• _SHORT TASK_
Rewrite the data starting at the line containing "Rules: pick out every instance of the boy's short" and ending at the line containing "Target: boy's short black hair", replacing "black hair" with "brown hair" and leaving everything else unchanged.

• _Source records_
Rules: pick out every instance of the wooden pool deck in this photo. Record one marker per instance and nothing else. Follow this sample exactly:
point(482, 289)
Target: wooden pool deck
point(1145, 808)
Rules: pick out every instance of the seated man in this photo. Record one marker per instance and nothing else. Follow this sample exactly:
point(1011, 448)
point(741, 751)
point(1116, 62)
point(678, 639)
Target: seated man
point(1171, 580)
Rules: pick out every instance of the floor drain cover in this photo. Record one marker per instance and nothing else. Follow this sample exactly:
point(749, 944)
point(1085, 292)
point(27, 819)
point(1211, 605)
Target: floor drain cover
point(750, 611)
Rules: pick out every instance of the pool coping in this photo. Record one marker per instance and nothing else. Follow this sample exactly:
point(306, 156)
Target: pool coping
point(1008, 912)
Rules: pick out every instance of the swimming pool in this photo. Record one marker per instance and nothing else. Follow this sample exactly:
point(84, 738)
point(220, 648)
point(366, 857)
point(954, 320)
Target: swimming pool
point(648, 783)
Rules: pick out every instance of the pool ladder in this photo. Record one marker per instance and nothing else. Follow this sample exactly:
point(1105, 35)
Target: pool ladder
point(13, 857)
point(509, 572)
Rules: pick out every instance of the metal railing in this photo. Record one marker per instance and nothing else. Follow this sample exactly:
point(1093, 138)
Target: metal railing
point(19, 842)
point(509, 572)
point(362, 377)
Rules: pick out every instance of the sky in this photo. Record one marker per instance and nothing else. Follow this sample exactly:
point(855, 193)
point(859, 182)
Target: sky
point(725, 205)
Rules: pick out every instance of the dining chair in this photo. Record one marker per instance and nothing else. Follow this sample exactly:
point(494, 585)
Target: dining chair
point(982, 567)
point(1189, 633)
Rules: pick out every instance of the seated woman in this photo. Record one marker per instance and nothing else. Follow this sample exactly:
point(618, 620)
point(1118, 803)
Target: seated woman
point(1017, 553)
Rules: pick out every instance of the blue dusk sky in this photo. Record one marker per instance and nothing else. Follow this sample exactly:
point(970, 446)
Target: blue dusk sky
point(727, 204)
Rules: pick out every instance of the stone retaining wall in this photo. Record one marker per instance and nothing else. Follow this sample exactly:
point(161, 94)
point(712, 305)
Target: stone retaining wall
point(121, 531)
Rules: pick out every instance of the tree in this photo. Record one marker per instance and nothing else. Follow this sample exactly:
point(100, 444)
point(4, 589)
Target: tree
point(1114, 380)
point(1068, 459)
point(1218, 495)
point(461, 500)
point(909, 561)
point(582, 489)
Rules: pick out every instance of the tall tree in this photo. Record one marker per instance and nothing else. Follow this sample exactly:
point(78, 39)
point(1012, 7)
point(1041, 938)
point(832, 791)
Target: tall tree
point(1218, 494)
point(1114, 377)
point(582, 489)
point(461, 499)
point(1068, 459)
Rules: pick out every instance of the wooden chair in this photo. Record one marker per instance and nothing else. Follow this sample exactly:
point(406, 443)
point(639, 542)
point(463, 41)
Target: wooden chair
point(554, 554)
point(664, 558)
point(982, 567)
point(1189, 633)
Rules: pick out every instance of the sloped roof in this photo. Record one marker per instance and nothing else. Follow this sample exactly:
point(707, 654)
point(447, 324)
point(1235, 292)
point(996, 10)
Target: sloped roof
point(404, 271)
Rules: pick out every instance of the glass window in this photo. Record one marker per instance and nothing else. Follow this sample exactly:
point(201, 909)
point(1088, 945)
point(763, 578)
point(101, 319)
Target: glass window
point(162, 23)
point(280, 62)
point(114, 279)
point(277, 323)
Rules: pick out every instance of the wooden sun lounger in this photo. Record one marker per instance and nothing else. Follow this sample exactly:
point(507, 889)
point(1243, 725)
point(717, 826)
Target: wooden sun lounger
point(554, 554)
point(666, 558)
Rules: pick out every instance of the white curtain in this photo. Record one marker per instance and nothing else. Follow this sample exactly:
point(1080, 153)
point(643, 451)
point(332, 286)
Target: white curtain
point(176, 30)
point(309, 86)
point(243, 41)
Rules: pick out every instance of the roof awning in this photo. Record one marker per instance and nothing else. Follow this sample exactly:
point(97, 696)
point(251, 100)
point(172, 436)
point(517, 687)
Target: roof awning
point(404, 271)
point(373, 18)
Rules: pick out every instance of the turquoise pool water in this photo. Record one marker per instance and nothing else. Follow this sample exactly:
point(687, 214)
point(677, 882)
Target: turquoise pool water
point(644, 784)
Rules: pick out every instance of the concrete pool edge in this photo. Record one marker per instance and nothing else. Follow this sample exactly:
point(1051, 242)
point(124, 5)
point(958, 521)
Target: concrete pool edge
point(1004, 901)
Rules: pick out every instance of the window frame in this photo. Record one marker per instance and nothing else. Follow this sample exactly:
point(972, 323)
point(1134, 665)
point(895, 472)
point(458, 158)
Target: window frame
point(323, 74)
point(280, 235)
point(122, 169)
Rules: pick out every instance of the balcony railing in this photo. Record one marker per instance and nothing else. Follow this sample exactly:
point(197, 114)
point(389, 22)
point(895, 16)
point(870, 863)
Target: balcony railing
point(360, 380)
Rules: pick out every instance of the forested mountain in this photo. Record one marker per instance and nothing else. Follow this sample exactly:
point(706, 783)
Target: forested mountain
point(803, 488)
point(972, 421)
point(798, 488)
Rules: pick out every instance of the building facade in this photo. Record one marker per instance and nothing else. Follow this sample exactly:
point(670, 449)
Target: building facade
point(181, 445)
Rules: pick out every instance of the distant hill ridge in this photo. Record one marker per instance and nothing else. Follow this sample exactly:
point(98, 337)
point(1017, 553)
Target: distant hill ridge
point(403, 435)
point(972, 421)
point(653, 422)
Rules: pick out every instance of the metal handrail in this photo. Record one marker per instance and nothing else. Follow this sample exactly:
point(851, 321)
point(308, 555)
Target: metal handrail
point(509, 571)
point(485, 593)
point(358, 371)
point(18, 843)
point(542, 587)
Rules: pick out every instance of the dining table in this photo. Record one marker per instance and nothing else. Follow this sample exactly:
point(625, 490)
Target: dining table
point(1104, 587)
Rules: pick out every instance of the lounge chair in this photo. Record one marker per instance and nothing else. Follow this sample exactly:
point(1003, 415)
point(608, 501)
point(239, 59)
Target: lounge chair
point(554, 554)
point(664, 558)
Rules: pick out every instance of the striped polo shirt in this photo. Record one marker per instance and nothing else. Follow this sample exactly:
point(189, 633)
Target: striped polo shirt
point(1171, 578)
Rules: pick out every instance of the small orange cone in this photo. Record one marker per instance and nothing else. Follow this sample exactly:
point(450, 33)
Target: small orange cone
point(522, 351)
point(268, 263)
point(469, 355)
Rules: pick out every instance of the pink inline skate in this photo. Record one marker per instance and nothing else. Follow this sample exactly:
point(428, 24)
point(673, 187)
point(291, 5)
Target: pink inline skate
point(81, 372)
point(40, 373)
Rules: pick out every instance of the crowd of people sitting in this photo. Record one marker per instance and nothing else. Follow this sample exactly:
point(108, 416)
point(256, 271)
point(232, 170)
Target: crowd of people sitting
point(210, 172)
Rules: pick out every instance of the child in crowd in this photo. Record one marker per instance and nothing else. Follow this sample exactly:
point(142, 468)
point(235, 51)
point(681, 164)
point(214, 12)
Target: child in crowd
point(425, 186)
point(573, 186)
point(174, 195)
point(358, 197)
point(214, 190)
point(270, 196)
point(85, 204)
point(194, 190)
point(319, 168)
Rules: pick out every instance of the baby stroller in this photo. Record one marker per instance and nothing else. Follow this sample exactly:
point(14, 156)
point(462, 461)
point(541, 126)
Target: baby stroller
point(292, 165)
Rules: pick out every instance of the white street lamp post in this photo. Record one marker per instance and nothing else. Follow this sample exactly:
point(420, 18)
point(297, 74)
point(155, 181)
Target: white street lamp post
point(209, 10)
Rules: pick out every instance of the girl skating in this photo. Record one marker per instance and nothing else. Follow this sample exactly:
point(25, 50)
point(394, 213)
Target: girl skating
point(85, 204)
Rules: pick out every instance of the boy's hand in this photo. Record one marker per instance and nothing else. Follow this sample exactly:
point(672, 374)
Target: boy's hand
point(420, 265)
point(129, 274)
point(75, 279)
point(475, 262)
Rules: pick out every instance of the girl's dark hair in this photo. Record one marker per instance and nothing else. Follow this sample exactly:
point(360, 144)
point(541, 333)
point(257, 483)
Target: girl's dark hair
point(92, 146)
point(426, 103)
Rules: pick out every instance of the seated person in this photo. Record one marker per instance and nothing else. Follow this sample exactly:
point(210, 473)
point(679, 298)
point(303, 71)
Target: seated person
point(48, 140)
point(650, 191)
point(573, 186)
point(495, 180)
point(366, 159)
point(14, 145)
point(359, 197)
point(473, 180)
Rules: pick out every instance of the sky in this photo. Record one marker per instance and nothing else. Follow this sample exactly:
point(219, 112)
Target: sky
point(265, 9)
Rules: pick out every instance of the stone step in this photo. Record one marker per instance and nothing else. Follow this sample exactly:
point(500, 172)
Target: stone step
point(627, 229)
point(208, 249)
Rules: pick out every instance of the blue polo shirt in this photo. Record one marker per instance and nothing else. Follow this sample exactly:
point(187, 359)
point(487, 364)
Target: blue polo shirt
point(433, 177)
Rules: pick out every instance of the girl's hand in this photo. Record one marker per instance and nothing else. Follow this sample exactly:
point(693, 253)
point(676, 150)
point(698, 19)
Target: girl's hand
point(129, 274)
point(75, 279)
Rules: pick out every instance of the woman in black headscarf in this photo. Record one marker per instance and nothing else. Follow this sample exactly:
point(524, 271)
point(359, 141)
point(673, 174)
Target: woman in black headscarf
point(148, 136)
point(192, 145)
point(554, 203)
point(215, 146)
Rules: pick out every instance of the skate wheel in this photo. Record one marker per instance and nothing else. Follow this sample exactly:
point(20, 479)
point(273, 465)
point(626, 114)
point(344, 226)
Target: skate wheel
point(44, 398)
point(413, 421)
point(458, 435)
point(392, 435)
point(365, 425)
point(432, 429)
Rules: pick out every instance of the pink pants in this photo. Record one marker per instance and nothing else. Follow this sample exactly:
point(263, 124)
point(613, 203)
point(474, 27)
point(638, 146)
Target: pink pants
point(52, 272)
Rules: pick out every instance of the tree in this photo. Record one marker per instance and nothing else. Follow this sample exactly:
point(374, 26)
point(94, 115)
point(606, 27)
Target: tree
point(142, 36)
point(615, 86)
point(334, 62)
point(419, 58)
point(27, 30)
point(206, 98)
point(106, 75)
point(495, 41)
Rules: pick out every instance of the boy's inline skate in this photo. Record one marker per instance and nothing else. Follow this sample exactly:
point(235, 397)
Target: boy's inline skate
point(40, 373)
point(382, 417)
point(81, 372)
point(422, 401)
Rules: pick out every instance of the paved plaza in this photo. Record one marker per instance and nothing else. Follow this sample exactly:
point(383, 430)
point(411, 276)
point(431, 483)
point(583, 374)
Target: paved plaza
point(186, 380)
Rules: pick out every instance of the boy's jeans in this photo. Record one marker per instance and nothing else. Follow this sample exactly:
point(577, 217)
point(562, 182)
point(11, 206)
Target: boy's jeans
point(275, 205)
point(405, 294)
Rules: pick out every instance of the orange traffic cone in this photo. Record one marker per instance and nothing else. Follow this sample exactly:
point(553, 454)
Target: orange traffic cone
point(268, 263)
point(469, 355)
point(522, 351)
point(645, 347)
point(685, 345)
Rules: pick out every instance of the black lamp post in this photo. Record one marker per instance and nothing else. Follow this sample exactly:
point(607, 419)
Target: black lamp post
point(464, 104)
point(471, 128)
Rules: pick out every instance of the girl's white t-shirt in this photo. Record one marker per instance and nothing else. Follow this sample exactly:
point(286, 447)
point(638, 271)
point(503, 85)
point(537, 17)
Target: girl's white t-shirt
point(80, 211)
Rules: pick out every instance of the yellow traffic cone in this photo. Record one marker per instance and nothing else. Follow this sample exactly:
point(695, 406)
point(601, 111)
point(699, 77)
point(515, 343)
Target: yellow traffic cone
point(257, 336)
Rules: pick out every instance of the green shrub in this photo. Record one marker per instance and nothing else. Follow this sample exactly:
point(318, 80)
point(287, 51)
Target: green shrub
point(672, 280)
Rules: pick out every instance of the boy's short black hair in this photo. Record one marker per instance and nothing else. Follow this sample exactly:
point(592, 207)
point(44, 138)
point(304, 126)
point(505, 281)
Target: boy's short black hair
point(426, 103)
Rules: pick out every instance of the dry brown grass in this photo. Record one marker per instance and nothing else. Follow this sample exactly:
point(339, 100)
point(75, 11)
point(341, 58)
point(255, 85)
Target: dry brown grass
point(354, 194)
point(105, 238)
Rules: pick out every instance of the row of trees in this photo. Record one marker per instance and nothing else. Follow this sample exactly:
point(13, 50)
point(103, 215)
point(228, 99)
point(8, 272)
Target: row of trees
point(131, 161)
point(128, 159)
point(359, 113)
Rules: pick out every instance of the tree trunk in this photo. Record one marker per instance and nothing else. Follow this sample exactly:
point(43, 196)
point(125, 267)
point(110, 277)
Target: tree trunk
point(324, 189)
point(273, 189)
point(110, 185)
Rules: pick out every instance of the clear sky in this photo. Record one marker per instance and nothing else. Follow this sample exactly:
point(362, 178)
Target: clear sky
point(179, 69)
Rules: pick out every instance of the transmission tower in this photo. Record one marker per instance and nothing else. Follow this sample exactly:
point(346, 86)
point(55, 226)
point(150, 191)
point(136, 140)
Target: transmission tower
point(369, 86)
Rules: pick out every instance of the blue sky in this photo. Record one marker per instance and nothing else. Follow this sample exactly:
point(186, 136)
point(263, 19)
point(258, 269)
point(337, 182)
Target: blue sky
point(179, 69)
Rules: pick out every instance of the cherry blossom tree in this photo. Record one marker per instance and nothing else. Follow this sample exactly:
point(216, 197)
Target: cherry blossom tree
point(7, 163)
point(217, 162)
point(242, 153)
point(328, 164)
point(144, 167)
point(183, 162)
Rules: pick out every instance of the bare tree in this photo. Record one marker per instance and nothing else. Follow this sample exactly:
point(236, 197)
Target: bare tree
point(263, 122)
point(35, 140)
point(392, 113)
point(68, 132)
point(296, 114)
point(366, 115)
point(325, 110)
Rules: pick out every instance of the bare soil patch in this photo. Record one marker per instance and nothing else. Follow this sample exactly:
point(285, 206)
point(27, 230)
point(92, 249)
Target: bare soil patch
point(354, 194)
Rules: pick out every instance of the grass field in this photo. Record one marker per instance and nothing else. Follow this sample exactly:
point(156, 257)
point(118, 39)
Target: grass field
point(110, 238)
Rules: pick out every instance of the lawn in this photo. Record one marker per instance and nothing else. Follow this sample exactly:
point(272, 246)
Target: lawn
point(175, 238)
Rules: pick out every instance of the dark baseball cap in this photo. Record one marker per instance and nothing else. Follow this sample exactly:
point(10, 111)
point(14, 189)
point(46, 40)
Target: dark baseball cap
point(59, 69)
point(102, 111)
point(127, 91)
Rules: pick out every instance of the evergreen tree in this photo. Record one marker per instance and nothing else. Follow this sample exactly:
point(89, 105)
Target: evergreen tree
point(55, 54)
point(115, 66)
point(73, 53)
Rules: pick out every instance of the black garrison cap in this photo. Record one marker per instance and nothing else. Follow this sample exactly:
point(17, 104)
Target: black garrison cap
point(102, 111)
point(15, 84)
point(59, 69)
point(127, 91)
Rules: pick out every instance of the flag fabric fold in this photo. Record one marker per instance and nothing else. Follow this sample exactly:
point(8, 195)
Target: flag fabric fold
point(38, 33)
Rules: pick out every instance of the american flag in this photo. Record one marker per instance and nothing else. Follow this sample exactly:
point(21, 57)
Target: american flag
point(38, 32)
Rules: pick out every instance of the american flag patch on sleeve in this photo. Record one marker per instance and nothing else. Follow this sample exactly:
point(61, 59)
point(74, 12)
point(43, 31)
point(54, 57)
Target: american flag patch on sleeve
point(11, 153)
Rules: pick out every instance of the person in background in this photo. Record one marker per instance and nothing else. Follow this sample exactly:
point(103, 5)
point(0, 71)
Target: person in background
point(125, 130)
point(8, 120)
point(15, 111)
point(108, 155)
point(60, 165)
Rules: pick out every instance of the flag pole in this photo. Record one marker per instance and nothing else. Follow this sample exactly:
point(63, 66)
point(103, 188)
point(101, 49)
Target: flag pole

• _OUTPUT_
Rules: pick out every instance of the boy's short brown hair in this photo. Record one marker per instance and nothing else. Follow this sample exactly:
point(592, 207)
point(44, 138)
point(304, 126)
point(505, 281)
Target: boy's short brown hair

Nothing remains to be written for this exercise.